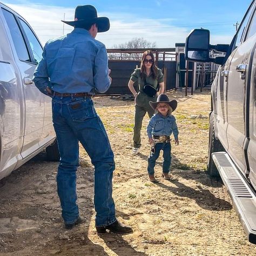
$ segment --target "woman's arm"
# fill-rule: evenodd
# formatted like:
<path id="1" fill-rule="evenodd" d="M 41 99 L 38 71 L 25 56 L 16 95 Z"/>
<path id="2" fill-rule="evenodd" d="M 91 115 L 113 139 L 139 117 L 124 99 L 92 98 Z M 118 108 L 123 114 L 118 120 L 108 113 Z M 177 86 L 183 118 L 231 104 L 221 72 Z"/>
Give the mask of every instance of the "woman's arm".
<path id="1" fill-rule="evenodd" d="M 159 83 L 160 89 L 159 94 L 164 93 L 164 82 Z"/>
<path id="2" fill-rule="evenodd" d="M 132 80 L 130 79 L 129 82 L 128 83 L 128 87 L 129 87 L 131 93 L 135 97 L 136 97 L 138 95 L 138 92 L 135 91 L 134 87 L 133 87 L 134 83 L 134 82 Z"/>

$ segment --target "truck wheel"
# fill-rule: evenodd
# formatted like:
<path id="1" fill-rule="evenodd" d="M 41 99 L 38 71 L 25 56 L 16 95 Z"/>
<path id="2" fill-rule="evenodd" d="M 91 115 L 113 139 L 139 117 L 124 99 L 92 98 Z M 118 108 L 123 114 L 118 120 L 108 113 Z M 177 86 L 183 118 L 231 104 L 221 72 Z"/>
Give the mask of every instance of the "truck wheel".
<path id="1" fill-rule="evenodd" d="M 207 172 L 212 177 L 219 177 L 220 174 L 214 162 L 212 159 L 212 153 L 215 152 L 225 151 L 220 142 L 215 137 L 214 113 L 212 112 L 210 116 L 209 144 L 208 148 Z"/>
<path id="2" fill-rule="evenodd" d="M 59 161 L 60 156 L 59 149 L 58 147 L 58 142 L 57 139 L 55 139 L 53 143 L 48 146 L 46 148 L 47 159 L 49 161 Z"/>

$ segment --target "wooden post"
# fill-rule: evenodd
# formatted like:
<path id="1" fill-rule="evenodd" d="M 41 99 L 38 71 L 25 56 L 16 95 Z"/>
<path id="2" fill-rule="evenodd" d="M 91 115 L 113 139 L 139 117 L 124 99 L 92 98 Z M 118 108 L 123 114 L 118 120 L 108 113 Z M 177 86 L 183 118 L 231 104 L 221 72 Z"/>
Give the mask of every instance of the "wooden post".
<path id="1" fill-rule="evenodd" d="M 187 96 L 187 85 L 188 84 L 188 60 L 186 61 L 186 89 L 185 90 L 185 96 Z"/>
<path id="2" fill-rule="evenodd" d="M 167 69 L 166 68 L 164 68 L 164 92 L 165 92 L 165 91 L 166 91 L 166 81 L 167 81 Z"/>

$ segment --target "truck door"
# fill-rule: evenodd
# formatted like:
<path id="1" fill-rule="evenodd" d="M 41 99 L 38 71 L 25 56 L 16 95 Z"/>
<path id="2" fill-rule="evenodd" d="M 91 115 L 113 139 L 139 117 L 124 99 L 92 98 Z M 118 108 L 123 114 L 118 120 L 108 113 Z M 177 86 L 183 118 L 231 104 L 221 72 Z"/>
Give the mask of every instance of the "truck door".
<path id="1" fill-rule="evenodd" d="M 32 79 L 37 65 L 30 42 L 24 33 L 21 18 L 10 11 L 2 9 L 9 28 L 10 43 L 14 56 L 22 77 L 25 99 L 24 141 L 21 155 L 23 158 L 32 153 L 39 147 L 39 141 L 43 131 L 44 114 L 44 96 L 35 85 Z M 21 42 L 22 43 L 21 43 Z M 42 52 L 41 48 L 41 53 Z M 40 54 L 40 53 L 39 53 Z M 40 56 L 40 55 L 39 55 Z"/>
<path id="2" fill-rule="evenodd" d="M 254 13 L 246 35 L 246 40 L 256 42 L 256 14 Z M 252 49 L 248 65 L 248 95 L 246 110 L 247 121 L 247 133 L 250 138 L 247 155 L 249 166 L 249 178 L 252 185 L 256 189 L 256 43 Z"/>
<path id="3" fill-rule="evenodd" d="M 246 125 L 246 83 L 251 53 L 255 43 L 253 38 L 245 38 L 254 8 L 254 5 L 252 5 L 237 34 L 233 45 L 235 50 L 231 56 L 232 59 L 227 77 L 228 151 L 244 172 L 247 171 L 246 151 L 248 144 Z"/>

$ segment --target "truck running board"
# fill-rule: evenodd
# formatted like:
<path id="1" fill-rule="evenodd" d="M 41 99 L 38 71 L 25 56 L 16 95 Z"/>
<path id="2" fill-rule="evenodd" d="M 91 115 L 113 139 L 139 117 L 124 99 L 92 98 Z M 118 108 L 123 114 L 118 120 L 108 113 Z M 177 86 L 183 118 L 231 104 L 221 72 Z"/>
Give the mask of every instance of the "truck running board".
<path id="1" fill-rule="evenodd" d="M 248 240 L 256 244 L 256 196 L 228 155 L 213 153 L 212 159 L 227 187 Z"/>

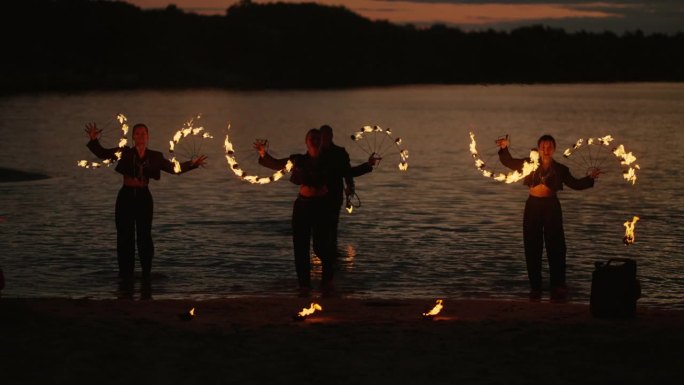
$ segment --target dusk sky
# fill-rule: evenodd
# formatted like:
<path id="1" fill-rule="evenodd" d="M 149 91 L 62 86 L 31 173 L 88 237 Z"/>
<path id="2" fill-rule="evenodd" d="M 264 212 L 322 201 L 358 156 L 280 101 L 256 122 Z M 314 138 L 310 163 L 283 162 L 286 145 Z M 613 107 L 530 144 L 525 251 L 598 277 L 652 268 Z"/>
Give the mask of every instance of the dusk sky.
<path id="1" fill-rule="evenodd" d="M 303 1 L 281 0 L 301 3 Z M 128 0 L 143 9 L 175 4 L 186 12 L 224 14 L 237 0 Z M 254 0 L 255 3 L 273 1 Z M 311 2 L 311 1 L 309 1 Z M 416 26 L 436 23 L 463 30 L 509 30 L 545 24 L 568 32 L 642 30 L 647 34 L 684 32 L 683 0 L 317 0 L 342 5 L 372 20 Z"/>

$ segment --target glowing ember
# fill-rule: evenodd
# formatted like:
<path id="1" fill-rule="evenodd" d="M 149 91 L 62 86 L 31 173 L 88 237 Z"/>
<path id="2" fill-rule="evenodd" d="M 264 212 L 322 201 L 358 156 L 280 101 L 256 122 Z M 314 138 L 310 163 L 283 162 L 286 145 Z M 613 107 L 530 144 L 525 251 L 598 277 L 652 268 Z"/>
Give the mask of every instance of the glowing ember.
<path id="1" fill-rule="evenodd" d="M 189 135 L 199 135 L 204 131 L 204 127 L 195 127 L 195 123 L 197 120 L 201 118 L 201 115 L 197 115 L 194 118 L 190 119 L 189 121 L 185 122 L 182 128 L 180 128 L 176 133 L 173 135 L 173 139 L 169 141 L 169 152 L 174 153 L 176 150 L 176 145 L 180 143 L 183 138 L 189 136 Z M 209 134 L 208 132 L 202 133 L 202 139 L 211 139 L 213 136 Z M 174 155 L 171 158 L 171 162 L 173 162 L 173 172 L 176 174 L 181 172 L 181 164 L 180 162 L 176 159 L 176 156 Z"/>
<path id="2" fill-rule="evenodd" d="M 504 173 L 494 173 L 486 169 L 485 162 L 480 159 L 480 154 L 477 152 L 477 142 L 475 141 L 475 134 L 470 133 L 470 154 L 475 160 L 475 167 L 487 178 L 492 178 L 499 182 L 514 183 L 526 176 L 530 175 L 534 170 L 539 167 L 539 152 L 536 149 L 530 150 L 530 161 L 523 163 L 522 172 L 518 170 L 513 170 L 507 174 Z"/>
<path id="3" fill-rule="evenodd" d="M 625 226 L 625 237 L 623 238 L 623 242 L 625 245 L 631 245 L 634 243 L 634 226 L 636 225 L 637 221 L 639 220 L 639 217 L 634 216 L 632 218 L 632 221 L 627 221 L 624 223 Z"/>
<path id="4" fill-rule="evenodd" d="M 376 133 L 376 134 L 384 134 L 387 135 L 387 137 L 392 137 L 392 130 L 387 128 L 387 129 L 382 129 L 380 126 L 363 126 L 361 130 L 355 132 L 354 134 L 351 135 L 351 139 L 359 144 L 359 141 L 362 140 L 364 137 L 367 136 L 367 134 L 371 133 Z M 384 153 L 388 150 L 387 147 L 385 147 L 385 141 L 386 137 L 383 137 L 383 140 L 380 141 L 380 143 L 374 143 L 372 144 L 373 146 L 378 146 L 379 148 L 377 149 L 372 149 L 371 145 L 368 146 L 362 146 L 359 145 L 366 153 L 369 155 L 372 155 L 376 157 L 377 159 L 382 159 Z M 399 158 L 400 162 L 398 164 L 399 170 L 400 171 L 406 171 L 408 170 L 408 150 L 401 148 L 401 138 L 396 138 L 393 140 L 394 146 L 399 150 Z M 391 147 L 391 144 L 388 143 L 388 146 Z"/>
<path id="5" fill-rule="evenodd" d="M 613 137 L 611 135 L 606 135 L 604 137 L 596 138 L 596 139 L 595 138 L 589 138 L 586 140 L 586 144 L 588 146 L 590 146 L 590 145 L 608 146 L 608 145 L 610 145 L 610 142 L 612 142 L 612 141 L 613 141 Z M 566 158 L 570 157 L 575 151 L 577 151 L 582 146 L 582 144 L 584 142 L 585 142 L 584 139 L 578 139 L 572 148 L 568 148 L 563 152 L 563 156 Z M 620 165 L 623 166 L 624 168 L 626 168 L 623 171 L 622 177 L 626 181 L 631 182 L 632 184 L 636 183 L 636 170 L 641 169 L 641 167 L 639 167 L 638 164 L 634 163 L 634 162 L 636 162 L 636 157 L 634 156 L 634 154 L 632 154 L 631 152 L 627 152 L 625 150 L 625 146 L 622 144 L 615 147 L 612 150 L 612 153 L 613 153 L 613 155 L 615 155 L 620 160 Z M 592 158 L 591 153 L 590 153 L 589 157 L 590 157 L 590 159 L 588 161 L 597 161 L 596 159 L 591 159 Z M 585 160 L 585 161 L 587 161 L 587 160 Z M 592 165 L 592 166 L 594 166 L 594 165 Z M 593 169 L 596 167 L 591 167 L 591 168 Z"/>
<path id="6" fill-rule="evenodd" d="M 442 302 L 443 301 L 441 299 L 438 299 L 437 303 L 435 304 L 435 307 L 433 307 L 432 310 L 430 310 L 429 312 L 423 313 L 423 317 L 433 318 L 434 316 L 439 314 L 439 312 L 442 311 L 442 308 L 444 308 Z"/>
<path id="7" fill-rule="evenodd" d="M 304 309 L 302 309 L 302 311 L 297 313 L 297 315 L 295 316 L 295 319 L 305 319 L 306 317 L 313 314 L 316 310 L 322 311 L 323 308 L 321 307 L 321 305 L 319 305 L 315 302 L 311 302 L 311 306 L 309 306 L 308 308 L 304 308 Z"/>
<path id="8" fill-rule="evenodd" d="M 228 124 L 228 131 L 230 131 L 230 123 Z M 292 167 L 294 166 L 294 164 L 288 160 L 287 164 L 285 164 L 285 167 L 283 169 L 276 171 L 271 176 L 247 175 L 247 173 L 245 173 L 238 164 L 237 158 L 235 157 L 235 150 L 233 149 L 233 143 L 230 141 L 230 137 L 228 136 L 228 134 L 226 134 L 226 140 L 223 143 L 223 147 L 226 150 L 225 152 L 226 161 L 228 162 L 228 168 L 240 179 L 249 183 L 267 184 L 275 182 L 278 179 L 282 178 L 283 175 L 290 172 L 292 170 Z"/>
<path id="9" fill-rule="evenodd" d="M 118 115 L 116 115 L 116 120 L 121 125 L 121 139 L 119 139 L 119 144 L 117 145 L 117 147 L 119 149 L 121 149 L 121 148 L 125 147 L 126 144 L 128 143 L 128 139 L 127 139 L 128 123 L 126 123 L 128 119 L 126 118 L 126 116 L 124 114 L 118 114 Z M 121 150 L 114 153 L 114 155 L 116 156 L 116 161 L 121 159 L 121 154 L 122 154 Z M 78 167 L 83 167 L 83 168 L 100 168 L 102 166 L 109 167 L 112 164 L 114 164 L 114 162 L 115 161 L 112 161 L 111 159 L 105 159 L 102 162 L 89 162 L 87 160 L 79 160 L 76 162 L 76 165 Z"/>

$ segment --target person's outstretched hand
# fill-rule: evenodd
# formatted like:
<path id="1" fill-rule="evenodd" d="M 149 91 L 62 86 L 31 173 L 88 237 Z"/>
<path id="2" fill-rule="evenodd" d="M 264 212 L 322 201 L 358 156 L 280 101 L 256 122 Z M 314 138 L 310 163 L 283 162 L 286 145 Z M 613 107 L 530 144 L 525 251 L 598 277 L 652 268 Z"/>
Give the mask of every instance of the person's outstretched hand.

━━━

_What the exercise asks_
Edit the rows from the line with "--target person's outstretched hand" through the end of the rows, replacing "outstretched hand" with "raised hand" and leaving everything else as it is. Give only those lines.

_Task response_
$ segment --target person's raised hand
# fill-rule: evenodd
# formatted like:
<path id="1" fill-rule="evenodd" d="M 149 91 L 62 86 L 31 173 L 88 237 Z"/>
<path id="2" fill-rule="evenodd" d="M 264 212 L 322 201 L 358 156 L 280 101 L 256 122 Z M 314 138 L 310 163 L 283 162 L 286 145 Z M 613 107 L 530 144 L 525 251 L 598 277 L 652 268 Z"/>
Give the mask of every instance of the person's raised hand.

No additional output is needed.